Skip to content

singularityhacker/skill-shop

Repository files navigation

Skill Shop

A factory system for creating, testing, and publishing AI agent skills to multiple registries. This project provides a repeatable, autonomous production process that transforms seed ideas into fully-functional, distributable skills.

Mission

Skill Shop is designed to demonstrate AI development capabilities through the systematic creation and publication of agent skills. By establishing a streamlined factory process, we can:

  • Generate a steady stream of small, impactful projects
  • Maximize visibility by publishing to multiple registries with minimal overhead
  • Create a repeatable, improvable production workflow
  • Build skills that are primarily Python-based with natural language interfaces

The Factory Process

The Skill Shop operates through a six-stage pipeline that transforms ideas into published skills:

1. Seed Input

Input: A seed idea in the form of:

  • A link to documentation or an API
  • A public API specification
  • A code package or library
  • A problem statement

Output: Raw material for skill development

2. QA Discovery

An AI agent performs research and generates Q&A questions to fully scope the skill requirements. This stage ensures all edge cases, dependencies, and constraints are identified before development begins.

3. PRD (Product Requirements Document)

An agent compiles all research documents and Q&A into a comprehensive Product Requirements Document. This PRD must be approved by a human before proceeding to the next stage, ensuring alignment with goals and feasibility.

4. User Stories

The PRD is analyzed and broken down into small, independently testable user stories. Each story is designed to:

  • Be completable within a single context window
  • Minimize dependency on broader project context
  • Be independently testable and verifiable

5. The Development Loop

A semi-autonomous development loop that:

  • Consumes user stories one by one
  • Marks stories complete in a checklist
  • Can operate across multiple context windows (e.g., overnight)
  • Includes closed-loop verification:
    • CLI functionality is tested and visible
    • Web UI is tested and visible
    • Integration across all components is verified
  • Logs bugs as new todo items
  • Continues until integration passes, no new bugs are created, and the process completes

6. Generated Artifacts

Each skill produces a complete set of artifacts:

  • Raw Python files (Python-first approach)
  • CLI interface (Textual TUI)
  • Web application (Textual Web - same codebase as CLI)
  • MCP server (FastMCP)
  • Standard skill format following the AgentSkills pattern

Technical Architecture

Core Principles

  1. Python-First Runtime: All business logic lives in Python. Node/npm is used only as a distribution and orchestration layer, not as the execution runtime.

  2. Skill as Contract: A skill is a folder containing:

    • SKILL.md - Natural language interface contract (what the agent reads)
    • run.sh - Executable wrapper that calls Python
    • Optional: skill.json, examples, tests
  3. One Codebase, Multiple Surfaces:

    • Script/library API (pure Python)

+++++

#### PROBLEMS
[A] From the Skill Shop repository page, echo the stretch from "Repository files navigation" through "fully-functional, distributable skills." word for word.
[B] How many lines in the entries contain the string "dark"? Reply with the number alone.

#### Excerpts from point annotation data
+++++

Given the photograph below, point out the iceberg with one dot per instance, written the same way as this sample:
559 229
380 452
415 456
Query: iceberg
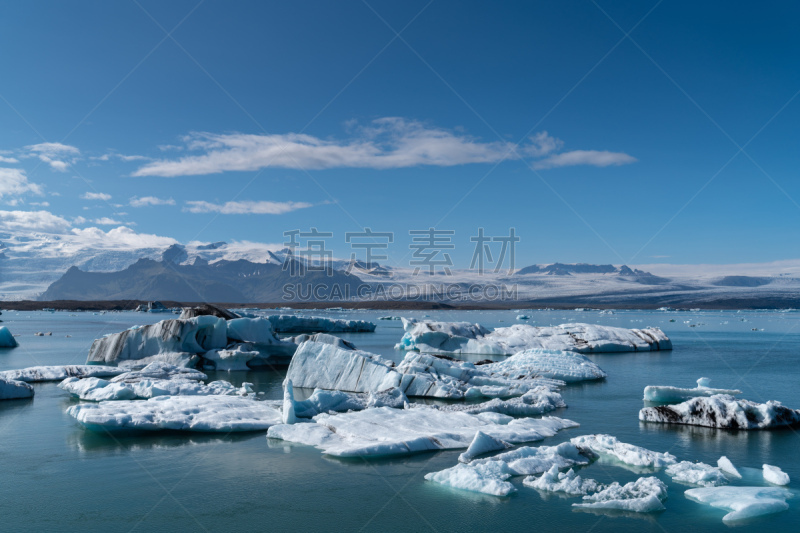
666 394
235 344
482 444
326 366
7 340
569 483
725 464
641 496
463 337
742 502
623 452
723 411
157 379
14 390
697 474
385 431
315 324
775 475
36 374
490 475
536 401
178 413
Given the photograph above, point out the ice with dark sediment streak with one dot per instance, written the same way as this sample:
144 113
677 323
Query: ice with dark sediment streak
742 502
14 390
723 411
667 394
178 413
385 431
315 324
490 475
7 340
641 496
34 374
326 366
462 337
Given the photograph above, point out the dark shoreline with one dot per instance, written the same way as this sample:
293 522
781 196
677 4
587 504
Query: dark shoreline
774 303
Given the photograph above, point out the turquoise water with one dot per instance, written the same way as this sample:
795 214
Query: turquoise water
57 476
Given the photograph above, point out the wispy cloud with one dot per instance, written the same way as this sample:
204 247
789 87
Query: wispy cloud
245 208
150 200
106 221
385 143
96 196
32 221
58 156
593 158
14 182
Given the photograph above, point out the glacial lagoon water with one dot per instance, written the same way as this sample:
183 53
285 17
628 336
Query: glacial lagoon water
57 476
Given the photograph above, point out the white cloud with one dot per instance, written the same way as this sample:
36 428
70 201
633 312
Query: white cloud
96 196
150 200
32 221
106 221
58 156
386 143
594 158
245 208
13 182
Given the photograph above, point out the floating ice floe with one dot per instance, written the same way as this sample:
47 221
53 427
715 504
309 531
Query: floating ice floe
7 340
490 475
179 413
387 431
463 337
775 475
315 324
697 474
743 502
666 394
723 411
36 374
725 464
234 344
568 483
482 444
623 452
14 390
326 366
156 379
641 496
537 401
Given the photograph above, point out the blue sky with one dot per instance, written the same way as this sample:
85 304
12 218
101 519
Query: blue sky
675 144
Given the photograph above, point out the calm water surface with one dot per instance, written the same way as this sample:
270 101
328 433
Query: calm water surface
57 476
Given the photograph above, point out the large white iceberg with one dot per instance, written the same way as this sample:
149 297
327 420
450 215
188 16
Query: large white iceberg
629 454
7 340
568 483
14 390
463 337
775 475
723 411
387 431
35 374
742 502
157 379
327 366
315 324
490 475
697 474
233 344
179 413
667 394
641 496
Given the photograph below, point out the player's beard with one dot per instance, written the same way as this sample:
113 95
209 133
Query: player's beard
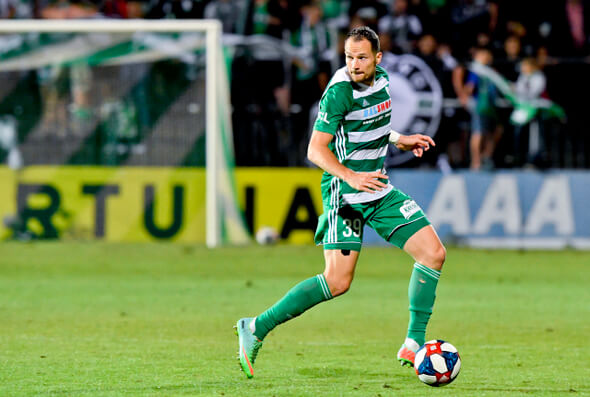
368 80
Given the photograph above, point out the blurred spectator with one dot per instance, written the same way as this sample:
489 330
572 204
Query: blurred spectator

+++++

#### OUTPUTS
[A]
Repository files navigation

Skill Shop

A factory system for creating, testing, and publishing AI agent skills to multiple registries. This project provides a repeatable, autonomous production process that transforms seed ideas into fully-functional, distributable skills.

[B] 4